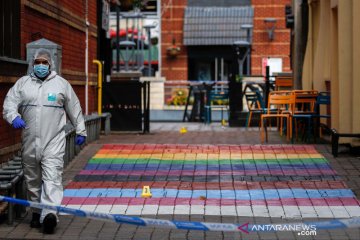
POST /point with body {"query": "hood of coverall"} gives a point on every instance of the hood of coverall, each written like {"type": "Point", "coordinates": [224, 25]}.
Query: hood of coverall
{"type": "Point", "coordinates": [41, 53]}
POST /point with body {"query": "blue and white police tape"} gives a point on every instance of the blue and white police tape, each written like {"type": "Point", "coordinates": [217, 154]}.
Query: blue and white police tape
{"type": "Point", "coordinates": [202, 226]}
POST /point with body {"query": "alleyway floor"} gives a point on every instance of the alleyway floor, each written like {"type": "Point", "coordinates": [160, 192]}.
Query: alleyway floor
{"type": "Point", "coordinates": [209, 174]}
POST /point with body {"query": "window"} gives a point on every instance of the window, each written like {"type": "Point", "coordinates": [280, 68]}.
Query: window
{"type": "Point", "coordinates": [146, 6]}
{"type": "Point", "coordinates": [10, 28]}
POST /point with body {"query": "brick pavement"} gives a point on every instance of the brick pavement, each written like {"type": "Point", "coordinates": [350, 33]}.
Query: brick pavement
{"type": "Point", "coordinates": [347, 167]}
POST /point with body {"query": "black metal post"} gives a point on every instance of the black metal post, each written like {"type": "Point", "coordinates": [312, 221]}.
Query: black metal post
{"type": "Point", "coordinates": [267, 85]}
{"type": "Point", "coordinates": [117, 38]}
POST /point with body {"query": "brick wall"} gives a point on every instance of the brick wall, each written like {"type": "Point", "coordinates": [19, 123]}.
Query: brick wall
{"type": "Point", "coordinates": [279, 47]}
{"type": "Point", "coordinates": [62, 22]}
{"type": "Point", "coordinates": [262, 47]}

...

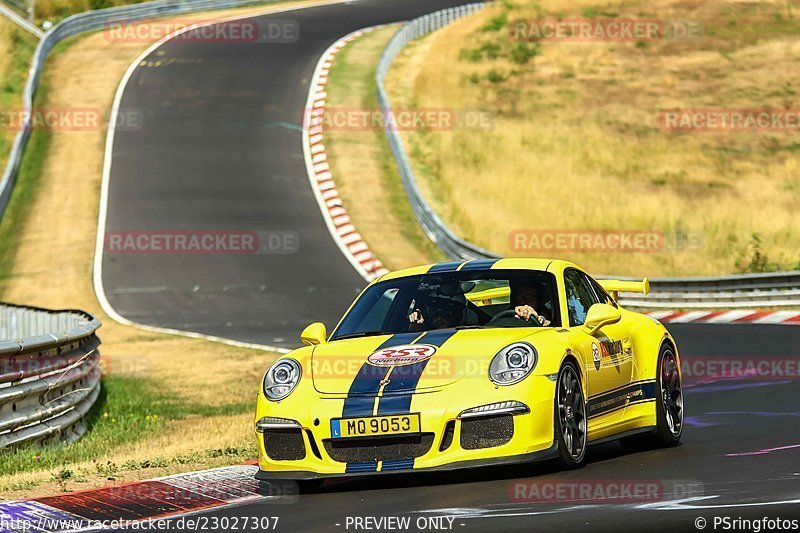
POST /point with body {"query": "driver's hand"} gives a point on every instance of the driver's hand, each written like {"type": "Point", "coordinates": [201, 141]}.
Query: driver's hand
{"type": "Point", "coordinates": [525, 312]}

Given problem:
Pull out each line of the listing in which the string "alleyway" appears.

Problem solution:
POST /point with body {"query": "alleyway floor"} gives a point on every instance of the alleyway floor, each written like {"type": "Point", "coordinates": [160, 192]}.
Query: alleyway floor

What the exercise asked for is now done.